_Work to complete_
1. In the post about writer's block, what does the writer name as the main symptom?
2. Render this sentence from the post about writer's block in Spanish: "Then, a week later, I do it all over again."
3. Carry on the post about writer's block from the point where it stops.

I think it's happened. For the first time in my writing career, I think I can say I am suffering from writer's block.
It's
mostly the result of stress and uncertainty. My main symptom is a total lack of interest in actually writing anything. I have
some short stories that need more work -- I want to do at least one more draft of each -- but I don't seem to want to work
on them.
Partly because I think there may be something missing in them. A feeling of insecurity may have contributed
to my inability to write much.
I'm not writing for fun, or online, or just to see where a scene might go. When I sit
down to write, I put down a sentence or two, then fiddle around on Youtube or Google, then maybe write a few more words. Sometimes,
if I really push myself, I might get 50 words down.
Then, a week later, I do it all over again.
What am
I doing about it?

_Supplied records_

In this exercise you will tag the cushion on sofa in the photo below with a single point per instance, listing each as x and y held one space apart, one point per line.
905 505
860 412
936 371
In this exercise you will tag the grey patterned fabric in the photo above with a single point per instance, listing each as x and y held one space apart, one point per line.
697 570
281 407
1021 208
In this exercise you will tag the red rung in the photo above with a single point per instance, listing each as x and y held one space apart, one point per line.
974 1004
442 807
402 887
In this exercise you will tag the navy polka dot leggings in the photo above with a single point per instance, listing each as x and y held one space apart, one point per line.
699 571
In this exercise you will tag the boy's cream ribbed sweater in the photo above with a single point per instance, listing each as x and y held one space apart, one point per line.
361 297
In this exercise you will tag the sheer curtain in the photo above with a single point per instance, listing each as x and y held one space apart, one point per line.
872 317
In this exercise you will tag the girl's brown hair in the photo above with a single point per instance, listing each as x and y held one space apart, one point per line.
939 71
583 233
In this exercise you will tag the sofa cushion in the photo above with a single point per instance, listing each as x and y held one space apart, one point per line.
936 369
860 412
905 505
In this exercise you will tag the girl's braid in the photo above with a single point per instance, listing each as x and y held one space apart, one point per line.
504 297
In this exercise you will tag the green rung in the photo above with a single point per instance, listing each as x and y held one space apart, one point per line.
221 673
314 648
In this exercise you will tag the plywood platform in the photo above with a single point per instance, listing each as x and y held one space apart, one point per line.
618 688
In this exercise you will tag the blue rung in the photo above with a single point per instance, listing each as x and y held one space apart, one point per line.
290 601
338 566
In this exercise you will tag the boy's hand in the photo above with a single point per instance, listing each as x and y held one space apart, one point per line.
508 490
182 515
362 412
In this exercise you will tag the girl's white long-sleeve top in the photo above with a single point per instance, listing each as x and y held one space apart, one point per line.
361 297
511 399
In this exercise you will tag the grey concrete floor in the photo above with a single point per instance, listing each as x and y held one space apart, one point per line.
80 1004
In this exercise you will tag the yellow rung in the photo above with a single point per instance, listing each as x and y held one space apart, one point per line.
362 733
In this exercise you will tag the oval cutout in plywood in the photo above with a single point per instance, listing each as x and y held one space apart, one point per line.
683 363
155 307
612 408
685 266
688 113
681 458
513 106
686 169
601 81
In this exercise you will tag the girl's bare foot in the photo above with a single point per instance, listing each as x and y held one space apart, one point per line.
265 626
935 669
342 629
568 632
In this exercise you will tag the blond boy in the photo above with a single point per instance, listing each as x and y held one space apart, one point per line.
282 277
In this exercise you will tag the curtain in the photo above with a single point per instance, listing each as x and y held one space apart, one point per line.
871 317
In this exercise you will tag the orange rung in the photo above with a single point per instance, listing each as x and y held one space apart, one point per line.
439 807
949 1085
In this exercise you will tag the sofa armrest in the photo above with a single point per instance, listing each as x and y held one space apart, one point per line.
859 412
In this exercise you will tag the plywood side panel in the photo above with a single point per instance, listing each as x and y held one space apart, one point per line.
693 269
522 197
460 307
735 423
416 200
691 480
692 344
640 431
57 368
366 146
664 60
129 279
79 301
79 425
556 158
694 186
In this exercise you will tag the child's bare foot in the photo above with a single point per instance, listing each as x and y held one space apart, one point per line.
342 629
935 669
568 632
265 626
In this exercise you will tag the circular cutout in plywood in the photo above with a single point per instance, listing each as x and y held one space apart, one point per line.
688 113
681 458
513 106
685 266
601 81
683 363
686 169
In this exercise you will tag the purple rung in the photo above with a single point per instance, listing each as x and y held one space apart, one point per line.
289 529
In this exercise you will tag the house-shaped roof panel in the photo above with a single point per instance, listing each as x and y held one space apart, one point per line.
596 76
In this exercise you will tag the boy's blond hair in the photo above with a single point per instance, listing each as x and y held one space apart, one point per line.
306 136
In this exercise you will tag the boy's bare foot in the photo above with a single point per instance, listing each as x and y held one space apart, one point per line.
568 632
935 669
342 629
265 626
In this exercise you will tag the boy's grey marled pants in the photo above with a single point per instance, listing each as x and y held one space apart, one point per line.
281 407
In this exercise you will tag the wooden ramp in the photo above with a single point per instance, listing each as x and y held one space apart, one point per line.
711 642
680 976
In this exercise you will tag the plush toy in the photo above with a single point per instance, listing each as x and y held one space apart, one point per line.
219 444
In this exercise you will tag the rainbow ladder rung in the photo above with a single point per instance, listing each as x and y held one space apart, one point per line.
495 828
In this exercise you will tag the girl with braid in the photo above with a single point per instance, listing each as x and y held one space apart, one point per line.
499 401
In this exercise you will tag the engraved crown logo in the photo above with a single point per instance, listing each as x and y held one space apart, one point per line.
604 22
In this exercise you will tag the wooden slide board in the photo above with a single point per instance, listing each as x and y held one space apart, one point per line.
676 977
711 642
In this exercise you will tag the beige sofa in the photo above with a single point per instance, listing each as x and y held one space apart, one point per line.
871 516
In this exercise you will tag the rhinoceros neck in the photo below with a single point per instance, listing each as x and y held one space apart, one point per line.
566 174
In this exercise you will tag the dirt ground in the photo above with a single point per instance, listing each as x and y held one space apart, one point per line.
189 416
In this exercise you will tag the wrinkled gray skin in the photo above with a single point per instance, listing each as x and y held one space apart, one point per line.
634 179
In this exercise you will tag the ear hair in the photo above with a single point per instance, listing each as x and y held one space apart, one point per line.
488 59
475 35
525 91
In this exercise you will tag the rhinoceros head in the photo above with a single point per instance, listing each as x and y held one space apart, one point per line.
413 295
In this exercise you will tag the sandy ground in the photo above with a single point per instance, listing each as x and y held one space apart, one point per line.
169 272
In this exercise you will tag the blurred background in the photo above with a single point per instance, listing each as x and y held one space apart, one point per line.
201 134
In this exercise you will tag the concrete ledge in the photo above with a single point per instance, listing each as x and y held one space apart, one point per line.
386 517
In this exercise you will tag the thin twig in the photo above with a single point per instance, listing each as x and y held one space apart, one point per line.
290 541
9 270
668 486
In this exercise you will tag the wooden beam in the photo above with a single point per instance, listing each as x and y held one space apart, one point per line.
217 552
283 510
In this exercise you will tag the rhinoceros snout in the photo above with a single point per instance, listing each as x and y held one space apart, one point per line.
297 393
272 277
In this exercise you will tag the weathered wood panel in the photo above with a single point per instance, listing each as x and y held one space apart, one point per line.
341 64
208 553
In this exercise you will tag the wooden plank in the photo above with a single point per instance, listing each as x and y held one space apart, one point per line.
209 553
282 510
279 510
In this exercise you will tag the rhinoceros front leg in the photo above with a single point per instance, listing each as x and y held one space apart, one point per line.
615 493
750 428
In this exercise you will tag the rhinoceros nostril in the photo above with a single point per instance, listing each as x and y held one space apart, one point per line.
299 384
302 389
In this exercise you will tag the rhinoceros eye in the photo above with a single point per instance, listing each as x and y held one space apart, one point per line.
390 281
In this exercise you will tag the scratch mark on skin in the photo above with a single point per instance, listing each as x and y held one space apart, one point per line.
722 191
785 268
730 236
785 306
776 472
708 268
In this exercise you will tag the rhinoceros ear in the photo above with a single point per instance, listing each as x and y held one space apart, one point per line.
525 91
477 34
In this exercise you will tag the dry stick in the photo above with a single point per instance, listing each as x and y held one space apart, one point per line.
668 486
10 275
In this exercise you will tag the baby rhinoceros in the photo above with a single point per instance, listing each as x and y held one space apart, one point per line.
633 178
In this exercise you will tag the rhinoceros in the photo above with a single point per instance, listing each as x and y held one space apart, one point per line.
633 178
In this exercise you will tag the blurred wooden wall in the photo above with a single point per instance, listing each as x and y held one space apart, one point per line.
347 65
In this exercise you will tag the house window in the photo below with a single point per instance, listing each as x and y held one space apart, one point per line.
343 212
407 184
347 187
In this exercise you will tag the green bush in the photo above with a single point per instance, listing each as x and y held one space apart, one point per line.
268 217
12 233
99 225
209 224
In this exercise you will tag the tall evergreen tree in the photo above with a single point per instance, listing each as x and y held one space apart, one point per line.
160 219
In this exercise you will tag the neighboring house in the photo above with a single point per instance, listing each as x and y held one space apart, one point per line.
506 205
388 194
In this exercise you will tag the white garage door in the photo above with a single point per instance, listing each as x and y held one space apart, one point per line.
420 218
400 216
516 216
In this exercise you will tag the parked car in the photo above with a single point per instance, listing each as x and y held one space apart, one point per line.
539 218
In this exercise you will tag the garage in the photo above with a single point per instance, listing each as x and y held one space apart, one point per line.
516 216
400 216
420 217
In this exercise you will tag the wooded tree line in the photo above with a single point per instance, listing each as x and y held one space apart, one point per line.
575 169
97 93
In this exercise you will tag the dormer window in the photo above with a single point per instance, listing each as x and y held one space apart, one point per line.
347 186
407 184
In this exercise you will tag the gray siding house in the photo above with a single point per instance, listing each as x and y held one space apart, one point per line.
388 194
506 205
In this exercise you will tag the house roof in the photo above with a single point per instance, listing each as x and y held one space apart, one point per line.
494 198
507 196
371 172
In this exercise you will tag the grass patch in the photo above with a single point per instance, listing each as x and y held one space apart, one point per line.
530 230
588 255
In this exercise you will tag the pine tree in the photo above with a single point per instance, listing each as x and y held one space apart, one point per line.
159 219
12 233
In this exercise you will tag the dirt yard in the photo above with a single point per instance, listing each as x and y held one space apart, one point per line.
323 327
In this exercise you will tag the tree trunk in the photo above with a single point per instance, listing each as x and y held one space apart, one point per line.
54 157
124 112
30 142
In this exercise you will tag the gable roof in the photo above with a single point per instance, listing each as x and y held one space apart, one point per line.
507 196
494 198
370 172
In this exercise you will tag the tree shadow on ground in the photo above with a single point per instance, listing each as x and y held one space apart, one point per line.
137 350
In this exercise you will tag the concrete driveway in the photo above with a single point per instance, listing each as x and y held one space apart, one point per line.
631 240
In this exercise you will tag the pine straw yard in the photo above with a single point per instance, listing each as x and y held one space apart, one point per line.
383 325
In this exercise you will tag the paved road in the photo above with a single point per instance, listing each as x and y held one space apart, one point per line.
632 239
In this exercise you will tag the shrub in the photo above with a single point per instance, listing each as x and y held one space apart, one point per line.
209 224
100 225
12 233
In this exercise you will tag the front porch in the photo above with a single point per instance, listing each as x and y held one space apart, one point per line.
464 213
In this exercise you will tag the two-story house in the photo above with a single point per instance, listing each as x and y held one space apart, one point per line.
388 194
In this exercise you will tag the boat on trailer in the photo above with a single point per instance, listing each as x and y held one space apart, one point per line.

_Task results_
1. A total lack of interest in actually writing anything.

2. Luego, una semana más tarde, vuelvo a hacerlo todo otra vez.

3.
I am trying something new. This means fantasy and fan fiction at the moment, and possibly other
ideas if I can come up with something.
Maye I'll work on some old ideas.
And I'm going to get active in a writing
group I joined on Meetup. Their next meeting is tomorrow, and I will be there.
I'm also thinking about finding someone,
perhaps in this writing group, or on Facebook or Wattpad, to beta-read my stories and tell me if anything is missing.
And
there are other ideas I can try if none of those work.
If all goes well, perhaps I can make something happen soon. It's
very worrisome when you can't sesm to write anything.